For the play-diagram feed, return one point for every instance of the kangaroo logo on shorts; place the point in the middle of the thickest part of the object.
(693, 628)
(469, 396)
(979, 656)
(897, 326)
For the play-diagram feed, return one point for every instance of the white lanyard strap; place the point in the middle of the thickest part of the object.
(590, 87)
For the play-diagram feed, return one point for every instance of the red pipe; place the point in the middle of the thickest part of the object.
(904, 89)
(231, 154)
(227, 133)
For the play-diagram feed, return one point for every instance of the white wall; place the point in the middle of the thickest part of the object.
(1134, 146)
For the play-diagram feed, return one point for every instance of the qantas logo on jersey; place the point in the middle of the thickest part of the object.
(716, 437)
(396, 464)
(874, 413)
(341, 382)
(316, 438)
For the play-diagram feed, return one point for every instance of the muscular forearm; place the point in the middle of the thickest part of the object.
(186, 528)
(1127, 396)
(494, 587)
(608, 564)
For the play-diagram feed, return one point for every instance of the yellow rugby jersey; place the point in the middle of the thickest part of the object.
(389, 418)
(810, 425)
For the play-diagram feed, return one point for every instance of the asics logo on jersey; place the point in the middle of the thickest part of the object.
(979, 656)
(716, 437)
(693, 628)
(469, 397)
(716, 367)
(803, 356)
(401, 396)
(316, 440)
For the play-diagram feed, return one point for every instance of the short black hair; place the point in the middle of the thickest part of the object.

==================================================

### Exercise objective:
Copy out the stretch from the line containing "of the asics" through the last of the lines above, including the request lines, and add -63 to every x and y coordinate in the points.

### In response:
For the play-diagram feed, return one point for every instance of the asics logo on jersey; place the point in the middle of the thickest part of the object.
(916, 593)
(653, 374)
(630, 565)
(406, 334)
(653, 304)
(740, 293)
(338, 333)
(253, 377)
For the play-diagram feed, return one point for every instance of the short black hair; place the point in the middle of the thickest part of the object.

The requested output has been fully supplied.